Give the data again in full, with every character unchanged.

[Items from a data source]
--- START ---

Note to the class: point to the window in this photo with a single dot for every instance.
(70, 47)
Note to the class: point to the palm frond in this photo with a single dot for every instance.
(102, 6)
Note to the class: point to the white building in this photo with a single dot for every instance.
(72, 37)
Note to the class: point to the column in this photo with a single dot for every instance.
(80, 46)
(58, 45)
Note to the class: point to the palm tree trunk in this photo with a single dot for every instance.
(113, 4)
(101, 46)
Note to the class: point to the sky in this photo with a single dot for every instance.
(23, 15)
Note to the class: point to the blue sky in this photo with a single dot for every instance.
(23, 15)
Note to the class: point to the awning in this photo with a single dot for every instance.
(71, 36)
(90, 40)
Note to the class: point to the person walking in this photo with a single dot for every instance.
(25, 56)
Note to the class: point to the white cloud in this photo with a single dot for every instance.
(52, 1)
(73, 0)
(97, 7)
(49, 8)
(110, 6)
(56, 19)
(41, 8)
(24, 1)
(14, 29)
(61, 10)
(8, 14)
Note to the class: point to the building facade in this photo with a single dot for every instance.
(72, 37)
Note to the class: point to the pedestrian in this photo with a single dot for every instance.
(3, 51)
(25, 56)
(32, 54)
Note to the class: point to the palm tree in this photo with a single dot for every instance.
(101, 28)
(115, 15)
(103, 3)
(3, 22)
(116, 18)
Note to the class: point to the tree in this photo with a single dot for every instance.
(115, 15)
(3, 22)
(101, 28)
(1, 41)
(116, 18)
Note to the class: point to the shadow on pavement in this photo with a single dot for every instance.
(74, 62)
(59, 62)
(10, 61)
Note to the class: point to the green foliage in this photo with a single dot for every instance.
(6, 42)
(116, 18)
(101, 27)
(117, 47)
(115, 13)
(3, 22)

--- END ---

» **Result**:
Note to the class: point to the window in this photo with a single dot for every instance.
(70, 47)
Note to the class: point to the palm frond in this photo with a single dot for every instance.
(102, 6)
Note to the class: point to the white building in this photo with a single dot for every instance.
(72, 37)
Note to the class: point to the column in this photo with a single dot for every instance.
(80, 46)
(58, 45)
Note to the class: point to the palm tree trunk in this photo with a single dot for every instance.
(113, 4)
(101, 46)
Note to the class: point to the sky in this photo with a single dot for every instance.
(23, 15)
Note to the class: point to the blue sky in this photo with a single dot for every instance.
(23, 15)
Note to the class: point to the awning in this photo with a single dot for every instance.
(71, 36)
(90, 40)
Note to the class: point to the person walking in this photo with a single dot for every instance.
(25, 56)
Note to the class: point to the white cloud in this photo with a single dot for every instance.
(52, 1)
(73, 0)
(97, 7)
(49, 8)
(110, 6)
(56, 19)
(41, 8)
(24, 1)
(14, 29)
(61, 10)
(8, 14)
Note to the class: point to the building facade in this photo with a single dot for every instance.
(72, 37)
Note to the class: point to the pedestrian in this photo with a single dot for every instance.
(3, 51)
(25, 56)
(32, 54)
Note to the class: point to the palm tree in this photo with a single dot for every instance.
(101, 28)
(115, 15)
(103, 3)
(3, 22)
(116, 18)
Note to the class: point to the tree in this photo with a single dot for every instance.
(115, 15)
(3, 22)
(101, 28)
(1, 41)
(116, 18)
Note to the class: point to the shadow on pavement in this photo with a single dot for every instance.
(74, 62)
(59, 62)
(10, 61)
Note to the class: point to the green foliage in this photo with a single dot for every instance.
(6, 42)
(116, 18)
(101, 27)
(117, 47)
(115, 13)
(3, 22)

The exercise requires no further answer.